## Document extract
## Start

Re:Because Linus says dump isn't reliable. (Score:2)
I thought we beat up Billy Boy for doing that.
Re:Because Linus says dump isn't reliable. (Score:1, Funny)
Re: (Score:1)
Re:Because Linus says dump isn't reliable. (Score:2)
Tar or other systems that get the files through the regular file reading interface are better because they take advantage of the filesystem interface abstraction layer instead of going around it. That works well, and there's no reason to do backups otherwise. None. Not a single one. IMHO.
Re:Because Linus says dump isn't reliable. (Score:2)
The fact that reiserfs doesn't include a "dump" of its own isn't a failing in "dump", but a failure of the ReiserFS developers.
Yes, dump is and always was fs-specific. That's something that's always been understood.
It's also the only way to back up ACL's and other extended metadata. Data backup is good, but file metadata is important, too. You wouldn't back up your data with no file names, would you? File names are a small part of the metadata associated with a file. Tar and cpio only get a subset of that data.
As filesystems move toward extending the amount of metadata they store (ACL's, and extended attributes now, ReiserFS is moving toward ever more complex metadata), backup programs are going to have to be extended to store that information in the archives. Until they do, only dump is reliable.
Spread the word.
Re:Because Linus says dump isn't reliable. (Score:2)
Re:Because Linus says dump isn't reliable. (Score:2)
Tar and cpio back up the standard UNIX permission set, but that set is really inadequate. Until they can back up the full set of ACL's, they're basically useless on systems that use them.
Re:Because Linus says dump isn't reliable. (Score:3, Informative)
dump can't reliably back up the filesystem
because of the kernel filesystem caching, and that
future kernel development is headed further in that
direction, so you might as well not depend on dump.
seems pretty reasonable to me, go ahead and use
dump if you like though
Re:'man dump' (Score:1)

## End

## Data excerpts

## Start

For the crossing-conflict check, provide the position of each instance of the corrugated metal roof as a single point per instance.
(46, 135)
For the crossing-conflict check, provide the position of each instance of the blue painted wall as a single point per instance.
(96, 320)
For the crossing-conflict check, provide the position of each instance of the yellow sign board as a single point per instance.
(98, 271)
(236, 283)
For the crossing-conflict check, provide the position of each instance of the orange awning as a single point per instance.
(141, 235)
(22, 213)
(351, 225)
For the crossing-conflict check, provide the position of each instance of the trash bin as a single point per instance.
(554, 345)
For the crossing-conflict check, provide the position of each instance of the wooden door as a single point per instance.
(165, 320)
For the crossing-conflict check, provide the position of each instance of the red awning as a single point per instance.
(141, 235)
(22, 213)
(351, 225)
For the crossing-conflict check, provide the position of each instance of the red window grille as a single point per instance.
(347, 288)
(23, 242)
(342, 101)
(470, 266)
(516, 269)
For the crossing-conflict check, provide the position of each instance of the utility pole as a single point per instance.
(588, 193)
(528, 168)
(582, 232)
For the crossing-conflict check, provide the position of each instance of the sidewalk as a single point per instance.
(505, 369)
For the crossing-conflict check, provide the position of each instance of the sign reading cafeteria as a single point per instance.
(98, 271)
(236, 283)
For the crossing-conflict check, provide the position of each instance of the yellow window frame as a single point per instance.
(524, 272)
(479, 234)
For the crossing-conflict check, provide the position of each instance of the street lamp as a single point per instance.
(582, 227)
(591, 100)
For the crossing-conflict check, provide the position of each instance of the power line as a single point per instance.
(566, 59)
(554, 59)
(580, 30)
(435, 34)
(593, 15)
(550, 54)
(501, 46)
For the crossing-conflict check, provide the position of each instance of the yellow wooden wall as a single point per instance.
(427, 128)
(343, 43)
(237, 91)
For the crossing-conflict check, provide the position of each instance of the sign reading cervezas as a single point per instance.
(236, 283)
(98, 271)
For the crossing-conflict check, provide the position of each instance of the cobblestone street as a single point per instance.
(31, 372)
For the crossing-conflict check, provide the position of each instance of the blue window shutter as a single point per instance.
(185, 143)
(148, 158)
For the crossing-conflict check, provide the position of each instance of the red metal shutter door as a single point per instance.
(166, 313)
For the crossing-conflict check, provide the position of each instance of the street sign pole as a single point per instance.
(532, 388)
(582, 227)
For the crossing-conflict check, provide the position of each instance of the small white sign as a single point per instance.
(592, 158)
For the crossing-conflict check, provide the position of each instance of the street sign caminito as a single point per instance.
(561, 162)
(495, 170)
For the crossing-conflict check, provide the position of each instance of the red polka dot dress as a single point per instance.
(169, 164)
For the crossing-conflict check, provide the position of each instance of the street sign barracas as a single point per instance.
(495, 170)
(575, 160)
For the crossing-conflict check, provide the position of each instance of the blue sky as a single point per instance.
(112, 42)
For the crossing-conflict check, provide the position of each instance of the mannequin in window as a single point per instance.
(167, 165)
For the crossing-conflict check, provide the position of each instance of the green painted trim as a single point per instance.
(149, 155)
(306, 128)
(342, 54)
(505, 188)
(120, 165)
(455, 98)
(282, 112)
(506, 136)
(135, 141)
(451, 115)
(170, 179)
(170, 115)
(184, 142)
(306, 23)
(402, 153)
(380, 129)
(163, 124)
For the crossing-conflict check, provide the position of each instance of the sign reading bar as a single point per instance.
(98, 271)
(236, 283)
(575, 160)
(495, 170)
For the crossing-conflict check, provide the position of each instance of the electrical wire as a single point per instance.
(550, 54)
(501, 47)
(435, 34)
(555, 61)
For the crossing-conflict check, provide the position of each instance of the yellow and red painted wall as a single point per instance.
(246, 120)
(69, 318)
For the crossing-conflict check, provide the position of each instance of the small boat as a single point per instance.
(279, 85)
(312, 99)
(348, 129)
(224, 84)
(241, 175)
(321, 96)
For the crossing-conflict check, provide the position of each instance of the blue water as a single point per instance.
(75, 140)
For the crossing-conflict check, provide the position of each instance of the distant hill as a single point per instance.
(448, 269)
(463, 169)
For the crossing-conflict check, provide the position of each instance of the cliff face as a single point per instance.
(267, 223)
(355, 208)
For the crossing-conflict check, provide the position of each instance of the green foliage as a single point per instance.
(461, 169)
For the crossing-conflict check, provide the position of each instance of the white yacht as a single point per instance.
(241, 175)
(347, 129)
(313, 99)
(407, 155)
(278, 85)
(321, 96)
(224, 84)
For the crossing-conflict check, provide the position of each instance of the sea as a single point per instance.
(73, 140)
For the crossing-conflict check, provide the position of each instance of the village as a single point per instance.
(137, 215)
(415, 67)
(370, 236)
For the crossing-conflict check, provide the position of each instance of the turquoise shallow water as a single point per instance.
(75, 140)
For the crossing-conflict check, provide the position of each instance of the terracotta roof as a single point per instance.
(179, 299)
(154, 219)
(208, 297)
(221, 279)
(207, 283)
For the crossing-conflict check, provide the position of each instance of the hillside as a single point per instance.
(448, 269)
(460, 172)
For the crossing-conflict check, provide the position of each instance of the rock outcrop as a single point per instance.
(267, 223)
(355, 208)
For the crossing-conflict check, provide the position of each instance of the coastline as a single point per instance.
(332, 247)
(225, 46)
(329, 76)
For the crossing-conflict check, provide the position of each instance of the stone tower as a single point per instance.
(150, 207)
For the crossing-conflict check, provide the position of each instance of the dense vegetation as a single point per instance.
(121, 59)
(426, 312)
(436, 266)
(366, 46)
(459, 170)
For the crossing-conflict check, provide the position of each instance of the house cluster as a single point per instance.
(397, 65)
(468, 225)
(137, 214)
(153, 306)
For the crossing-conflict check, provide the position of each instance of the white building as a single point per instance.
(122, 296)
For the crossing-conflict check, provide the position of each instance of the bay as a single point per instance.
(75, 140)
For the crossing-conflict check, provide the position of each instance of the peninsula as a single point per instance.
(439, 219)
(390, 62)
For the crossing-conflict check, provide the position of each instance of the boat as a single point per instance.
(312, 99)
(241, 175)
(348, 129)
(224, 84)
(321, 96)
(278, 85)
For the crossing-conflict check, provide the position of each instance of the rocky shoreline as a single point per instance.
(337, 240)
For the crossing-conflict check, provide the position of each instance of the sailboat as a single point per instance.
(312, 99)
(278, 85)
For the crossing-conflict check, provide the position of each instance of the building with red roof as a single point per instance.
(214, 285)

## End

## Problems and tasks
1. In the comment thread about dump and backups, what does one comment call the only way to back up ACLs and other extended metadata?
2. Gather every line of the listing that contains the string "reading".

## Answers
1. Dump

2.
For the crossing-conflict check, provide the position of each instance of the sign reading cafeteria as a single point per instance.
For the crossing-conflict check, provide the position of each instance of the sign reading cervezas as a single point per instance.
For the crossing-conflict check, provide the position of each instance of the sign reading bar as a single point per instance.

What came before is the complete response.